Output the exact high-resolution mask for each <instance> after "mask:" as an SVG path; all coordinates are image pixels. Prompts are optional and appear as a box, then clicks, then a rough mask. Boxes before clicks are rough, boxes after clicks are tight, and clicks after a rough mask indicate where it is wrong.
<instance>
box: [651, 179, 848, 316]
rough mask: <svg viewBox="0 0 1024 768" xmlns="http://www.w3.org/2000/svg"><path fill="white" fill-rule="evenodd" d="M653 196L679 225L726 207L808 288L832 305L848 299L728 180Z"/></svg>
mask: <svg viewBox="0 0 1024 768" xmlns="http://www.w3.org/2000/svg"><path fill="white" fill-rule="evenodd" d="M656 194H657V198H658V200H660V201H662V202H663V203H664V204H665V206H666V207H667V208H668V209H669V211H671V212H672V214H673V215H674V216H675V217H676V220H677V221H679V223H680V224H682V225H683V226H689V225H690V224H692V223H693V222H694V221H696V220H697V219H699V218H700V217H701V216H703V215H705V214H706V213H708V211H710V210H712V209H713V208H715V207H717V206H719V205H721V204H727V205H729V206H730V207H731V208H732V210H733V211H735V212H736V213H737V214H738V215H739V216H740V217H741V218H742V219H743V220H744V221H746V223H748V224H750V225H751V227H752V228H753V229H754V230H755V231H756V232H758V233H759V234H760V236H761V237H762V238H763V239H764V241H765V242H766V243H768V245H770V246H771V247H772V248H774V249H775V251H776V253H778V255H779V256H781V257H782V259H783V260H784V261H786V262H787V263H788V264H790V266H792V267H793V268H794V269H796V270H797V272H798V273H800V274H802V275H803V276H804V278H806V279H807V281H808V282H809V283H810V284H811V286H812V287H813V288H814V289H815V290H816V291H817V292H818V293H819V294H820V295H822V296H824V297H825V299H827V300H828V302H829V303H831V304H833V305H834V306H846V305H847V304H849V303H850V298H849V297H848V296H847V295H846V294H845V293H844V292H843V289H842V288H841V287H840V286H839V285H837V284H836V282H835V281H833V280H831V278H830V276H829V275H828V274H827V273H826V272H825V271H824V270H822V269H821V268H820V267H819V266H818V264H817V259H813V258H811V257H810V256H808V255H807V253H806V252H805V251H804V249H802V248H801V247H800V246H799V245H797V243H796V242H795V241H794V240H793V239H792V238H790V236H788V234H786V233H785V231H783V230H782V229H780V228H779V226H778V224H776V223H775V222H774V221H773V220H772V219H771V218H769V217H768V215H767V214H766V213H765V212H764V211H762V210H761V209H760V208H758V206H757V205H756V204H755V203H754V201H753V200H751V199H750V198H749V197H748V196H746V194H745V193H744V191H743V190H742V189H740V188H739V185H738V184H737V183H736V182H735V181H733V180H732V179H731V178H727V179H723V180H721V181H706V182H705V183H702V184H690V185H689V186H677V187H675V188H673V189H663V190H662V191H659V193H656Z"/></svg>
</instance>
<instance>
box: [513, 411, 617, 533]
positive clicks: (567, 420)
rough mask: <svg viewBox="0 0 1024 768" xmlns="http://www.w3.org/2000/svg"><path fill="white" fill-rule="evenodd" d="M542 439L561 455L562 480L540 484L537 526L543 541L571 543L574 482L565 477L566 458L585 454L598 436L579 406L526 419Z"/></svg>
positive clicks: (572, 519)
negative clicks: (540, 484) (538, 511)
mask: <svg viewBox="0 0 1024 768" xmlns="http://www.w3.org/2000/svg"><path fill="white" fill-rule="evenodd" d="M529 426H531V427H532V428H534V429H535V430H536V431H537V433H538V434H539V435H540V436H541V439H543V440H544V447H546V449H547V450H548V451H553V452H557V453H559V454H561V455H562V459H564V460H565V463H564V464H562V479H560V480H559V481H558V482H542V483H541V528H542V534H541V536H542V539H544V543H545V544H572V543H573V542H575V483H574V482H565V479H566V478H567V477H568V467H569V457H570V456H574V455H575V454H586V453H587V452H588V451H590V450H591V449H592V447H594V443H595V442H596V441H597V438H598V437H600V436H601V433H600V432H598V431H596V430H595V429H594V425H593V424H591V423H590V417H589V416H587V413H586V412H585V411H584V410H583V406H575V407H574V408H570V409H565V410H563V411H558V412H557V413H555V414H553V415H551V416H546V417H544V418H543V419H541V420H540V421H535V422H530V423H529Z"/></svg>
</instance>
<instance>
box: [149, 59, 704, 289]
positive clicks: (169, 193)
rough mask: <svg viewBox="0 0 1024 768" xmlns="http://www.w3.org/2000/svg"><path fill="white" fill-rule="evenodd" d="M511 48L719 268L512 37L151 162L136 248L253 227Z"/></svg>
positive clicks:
------------------------------
▶ [Work to be completed] Retype the listing from its first line onward, stopping after the line that contains "box: [651, 179, 848, 316]" has been retyped in full.

▶ [Solution for this problem]
Output the exact high-resolution mask for each <instance> after "mask:" as an SVG path; all coordinates are image pixels. Prompts are optional and appear as a box, then clicks, then a rough mask. Boxes before clicks are rough, boxes after clicks are tight, and clicks after a rough mask indicate where it is wrong.
<instance>
box: [651, 179, 848, 316]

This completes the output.